To do: Scan the data. Collect each line that contains the word "instance".

Records from a dataset:
--------

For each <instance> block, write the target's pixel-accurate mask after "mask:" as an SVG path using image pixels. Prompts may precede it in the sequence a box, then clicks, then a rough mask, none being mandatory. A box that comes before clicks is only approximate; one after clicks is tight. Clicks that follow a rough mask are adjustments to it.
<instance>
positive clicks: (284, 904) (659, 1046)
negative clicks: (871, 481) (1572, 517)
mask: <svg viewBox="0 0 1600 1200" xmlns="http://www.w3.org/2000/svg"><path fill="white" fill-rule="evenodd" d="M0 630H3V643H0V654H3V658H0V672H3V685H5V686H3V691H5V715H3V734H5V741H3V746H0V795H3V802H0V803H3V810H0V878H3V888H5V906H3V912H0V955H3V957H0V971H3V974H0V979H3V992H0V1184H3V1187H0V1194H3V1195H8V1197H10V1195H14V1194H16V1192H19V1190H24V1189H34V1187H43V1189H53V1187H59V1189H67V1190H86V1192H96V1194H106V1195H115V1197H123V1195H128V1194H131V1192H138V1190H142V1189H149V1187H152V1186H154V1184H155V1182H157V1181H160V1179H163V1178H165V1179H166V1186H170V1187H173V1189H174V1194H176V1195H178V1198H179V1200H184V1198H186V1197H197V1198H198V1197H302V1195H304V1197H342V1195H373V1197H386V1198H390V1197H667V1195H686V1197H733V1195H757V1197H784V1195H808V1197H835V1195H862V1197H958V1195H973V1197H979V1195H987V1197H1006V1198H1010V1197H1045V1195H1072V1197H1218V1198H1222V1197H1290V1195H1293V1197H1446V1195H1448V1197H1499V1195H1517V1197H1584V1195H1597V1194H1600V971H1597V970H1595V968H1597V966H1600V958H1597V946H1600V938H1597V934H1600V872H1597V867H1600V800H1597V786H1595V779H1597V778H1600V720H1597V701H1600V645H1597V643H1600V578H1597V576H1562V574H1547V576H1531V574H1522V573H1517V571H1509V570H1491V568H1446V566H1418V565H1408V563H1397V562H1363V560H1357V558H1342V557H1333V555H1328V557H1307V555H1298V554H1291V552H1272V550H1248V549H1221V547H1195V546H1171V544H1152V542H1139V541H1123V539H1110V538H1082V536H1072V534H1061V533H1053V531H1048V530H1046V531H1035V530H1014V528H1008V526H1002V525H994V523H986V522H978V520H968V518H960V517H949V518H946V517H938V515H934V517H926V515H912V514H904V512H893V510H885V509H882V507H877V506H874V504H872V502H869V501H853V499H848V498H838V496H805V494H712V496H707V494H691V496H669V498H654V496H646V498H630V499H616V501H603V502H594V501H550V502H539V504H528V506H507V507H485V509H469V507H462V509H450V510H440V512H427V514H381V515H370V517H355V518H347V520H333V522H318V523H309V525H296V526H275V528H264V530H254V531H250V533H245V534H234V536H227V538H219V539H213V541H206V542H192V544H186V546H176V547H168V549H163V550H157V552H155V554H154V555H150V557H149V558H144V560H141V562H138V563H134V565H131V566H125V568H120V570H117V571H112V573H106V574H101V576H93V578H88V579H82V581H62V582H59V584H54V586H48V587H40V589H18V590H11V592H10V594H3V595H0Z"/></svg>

--------

Output for this exercise:
For each <instance> block, write the target's pixel-accurate mask after "mask:" as an SVG path using image pixels. Prompts may precede it in the sequence a box, then clicks, then a rough mask, none being mandatory. A box that comes before clicks is only approximate; one after clicks is tight. Clicks that follow a rough mask are adjustments to it.
<instance>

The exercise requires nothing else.